Gather every line in the data below that contains the string "hilltop", treating uppercase and lowercase as different.

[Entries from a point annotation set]
[BEGIN]
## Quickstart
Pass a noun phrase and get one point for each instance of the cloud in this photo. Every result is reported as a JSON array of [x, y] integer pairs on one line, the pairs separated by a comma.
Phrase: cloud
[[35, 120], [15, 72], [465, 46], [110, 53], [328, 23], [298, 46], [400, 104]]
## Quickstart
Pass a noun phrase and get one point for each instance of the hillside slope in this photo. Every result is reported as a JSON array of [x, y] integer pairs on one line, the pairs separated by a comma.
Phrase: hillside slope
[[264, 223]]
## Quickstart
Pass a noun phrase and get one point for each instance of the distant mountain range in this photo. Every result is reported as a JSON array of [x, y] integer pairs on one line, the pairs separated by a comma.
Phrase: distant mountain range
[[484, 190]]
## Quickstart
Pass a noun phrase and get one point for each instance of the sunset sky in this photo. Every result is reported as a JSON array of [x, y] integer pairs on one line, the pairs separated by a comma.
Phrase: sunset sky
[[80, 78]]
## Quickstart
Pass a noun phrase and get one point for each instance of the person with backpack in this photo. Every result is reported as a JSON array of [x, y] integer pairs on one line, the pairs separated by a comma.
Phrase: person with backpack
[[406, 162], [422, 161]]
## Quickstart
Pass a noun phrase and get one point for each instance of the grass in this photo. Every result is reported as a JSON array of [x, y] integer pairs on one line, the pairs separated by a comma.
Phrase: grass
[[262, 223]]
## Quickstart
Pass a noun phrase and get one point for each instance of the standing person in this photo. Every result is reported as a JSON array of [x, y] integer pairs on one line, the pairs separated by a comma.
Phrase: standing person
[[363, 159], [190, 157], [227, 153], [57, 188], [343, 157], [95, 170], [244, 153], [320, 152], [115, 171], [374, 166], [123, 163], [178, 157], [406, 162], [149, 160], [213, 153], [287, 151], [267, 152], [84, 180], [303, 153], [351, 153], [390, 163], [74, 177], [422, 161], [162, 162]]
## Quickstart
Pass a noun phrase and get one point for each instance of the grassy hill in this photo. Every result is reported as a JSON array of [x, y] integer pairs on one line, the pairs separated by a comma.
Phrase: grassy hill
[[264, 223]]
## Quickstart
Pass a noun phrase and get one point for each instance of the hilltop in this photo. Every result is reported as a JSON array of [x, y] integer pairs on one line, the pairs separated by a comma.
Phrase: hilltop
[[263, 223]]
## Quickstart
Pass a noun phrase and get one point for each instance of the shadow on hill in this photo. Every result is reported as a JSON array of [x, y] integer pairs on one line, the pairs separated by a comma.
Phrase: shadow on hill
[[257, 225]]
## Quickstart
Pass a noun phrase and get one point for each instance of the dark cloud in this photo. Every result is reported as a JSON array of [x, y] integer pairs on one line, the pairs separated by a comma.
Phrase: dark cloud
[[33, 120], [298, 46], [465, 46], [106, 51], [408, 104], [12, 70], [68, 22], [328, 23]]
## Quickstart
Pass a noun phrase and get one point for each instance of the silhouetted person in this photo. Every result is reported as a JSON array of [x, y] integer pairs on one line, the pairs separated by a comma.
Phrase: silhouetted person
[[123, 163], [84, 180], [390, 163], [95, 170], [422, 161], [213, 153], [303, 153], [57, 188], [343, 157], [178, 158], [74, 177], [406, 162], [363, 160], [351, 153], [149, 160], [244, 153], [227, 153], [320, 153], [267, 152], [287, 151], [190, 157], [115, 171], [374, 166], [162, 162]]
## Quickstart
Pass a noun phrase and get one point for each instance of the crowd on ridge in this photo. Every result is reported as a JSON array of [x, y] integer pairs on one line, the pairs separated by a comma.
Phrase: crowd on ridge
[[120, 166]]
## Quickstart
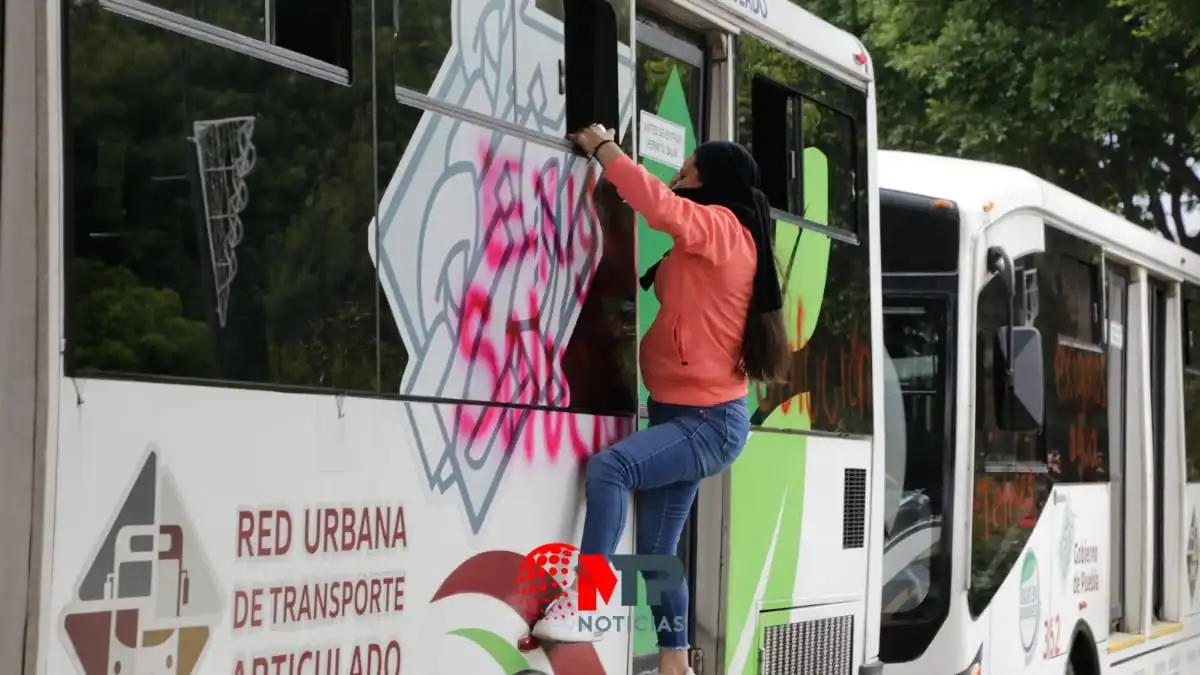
[END]
:: Expected output ::
Pass a noun phrase and get one point for each instance of the hilltop in this photo. Every result is reported as a JSON array of [x, y] integer pairs on one line, the pairs separated by a comma.
Phrase: hilltop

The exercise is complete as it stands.